• [EXTRACTED RECORDS]
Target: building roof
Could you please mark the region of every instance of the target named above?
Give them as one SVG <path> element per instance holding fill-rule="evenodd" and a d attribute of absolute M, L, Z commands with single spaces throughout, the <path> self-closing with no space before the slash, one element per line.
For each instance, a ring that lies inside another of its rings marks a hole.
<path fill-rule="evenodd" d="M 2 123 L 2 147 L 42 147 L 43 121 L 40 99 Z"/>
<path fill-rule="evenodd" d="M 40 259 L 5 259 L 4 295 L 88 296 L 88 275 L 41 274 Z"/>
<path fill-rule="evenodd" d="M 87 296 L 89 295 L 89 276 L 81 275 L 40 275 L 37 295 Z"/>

• [REQUIRED ACTION] Every line above is to be transcribed exactly, with nothing missed.

• [RESULT OF THIS TASK]
Target: building roof
Could you please mark the region of every instance of the target named above?
Give them as one SVG <path> element per instance holding fill-rule="evenodd" and a d attribute of absolute M, L, Z commands with single spaces throughout, the <path> self-closing with no space before the slash, one element per line.
For each instance, a ring that lies inside another of its rings marks a hole.
<path fill-rule="evenodd" d="M 2 123 L 2 147 L 42 147 L 43 121 L 40 99 Z"/>
<path fill-rule="evenodd" d="M 40 259 L 5 259 L 4 295 L 88 296 L 88 275 L 41 274 Z"/>
<path fill-rule="evenodd" d="M 87 296 L 89 295 L 89 276 L 81 275 L 40 275 L 37 295 Z"/>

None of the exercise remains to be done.